List every abbreviation that the article on MGMAR spells out in full, giving each one with its expansion.

- [Selected extract]

= Beginning of Section =

MGMAR: Metal-Guided Metal Artifact Reduction for X-ray Computed Tomography

Researchers Hyoung Suk Park and Kiwan Jeon have introduced MGMAR (Metal-Guided Metal Artifact Reduction), a novel AI-powered method designed to solve a persistent problem in medical imaging: severe streaking and shadowing artifacts in X-ray computed tomography (CT) scans caused by metallic implants like screws or joint replacements. These artifacts violate standard CT model assumptions and degrade diagnostic quality. The proposed system explicitly leverages metal-related information throughout a sophisticated, multi-stage reconstruction pipeline to produce clearer images.

MGMAR's core innovation is a two-phase approach that combines a data-driven prior with iterative refinement. First, it generates a high-quality prior image by training a conditioned implicit neural representation (INR) using projections unaffected by metal. This INR is pretrained on paired corrupted and clean CT images, embedding prior knowledge directly into its parameters for robustness and faster convergence. An encoder analyzes the metal-corrupted scan along with a recursively constructed artifact map to capture global, metal-dependent artifact patterns.

= End of Section =

- [Given information]
= Beginning of Section =

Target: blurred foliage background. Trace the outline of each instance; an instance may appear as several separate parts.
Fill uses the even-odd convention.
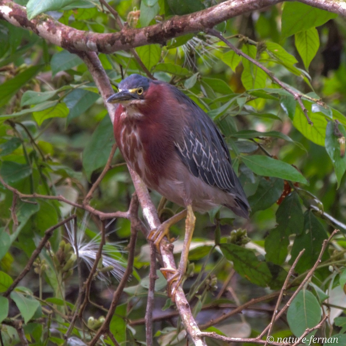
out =
[[[26,5],[27,2],[17,2]],[[45,4],[30,0],[28,15],[47,11],[71,28],[95,33],[120,29],[102,3],[65,2],[62,8],[66,4],[57,1],[49,2],[55,7],[40,8]],[[134,28],[215,4],[199,0],[108,3],[122,21]],[[197,216],[184,285],[194,315],[208,330],[255,337],[273,315],[276,300],[270,294],[282,287],[299,252],[305,249],[283,305],[317,260],[324,240],[338,228],[302,294],[275,324],[272,334],[300,336],[328,313],[324,328],[315,334],[327,338],[337,335],[339,343],[345,344],[346,22],[333,13],[289,2],[244,14],[216,28],[289,88],[304,94],[302,102],[313,125],[309,125],[291,93],[215,37],[191,34],[164,46],[135,48],[155,78],[182,90],[219,126],[252,208],[249,220],[235,219],[225,208]],[[115,90],[124,77],[145,74],[129,51],[99,57]],[[0,176],[5,184],[0,184],[0,292],[6,293],[24,268],[46,230],[73,213],[78,220],[78,224],[72,221],[55,230],[15,289],[8,296],[0,295],[0,341],[3,345],[26,344],[15,323],[22,320],[28,344],[79,345],[73,343],[77,339],[87,343],[103,320],[126,266],[129,221],[118,218],[106,223],[107,252],[91,284],[92,303],[71,331],[73,337],[66,344],[63,337],[80,284],[75,228],[79,255],[85,261],[81,268],[85,280],[98,247],[101,223],[96,216],[54,198],[14,198],[6,184],[23,193],[61,195],[81,203],[114,143],[110,120],[80,58],[4,20],[0,21]],[[105,212],[125,211],[134,191],[117,150],[90,204]],[[158,205],[161,196],[154,191],[151,195]],[[168,202],[164,211],[169,215],[179,210]],[[171,236],[178,238],[177,259],[183,231],[183,223],[171,230]],[[138,237],[133,274],[111,324],[120,345],[145,343],[149,252],[145,238]],[[154,342],[184,344],[183,331],[182,334],[165,290],[165,281],[157,272]],[[212,323],[253,298],[259,298],[257,303],[242,314]],[[99,343],[114,344],[108,337]]]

= End of Section =

- [Written solution]
- MGMAR: Metal-Guided Metal Artifact Reduction
- CT: computed tomography
- INR: implicit neural representation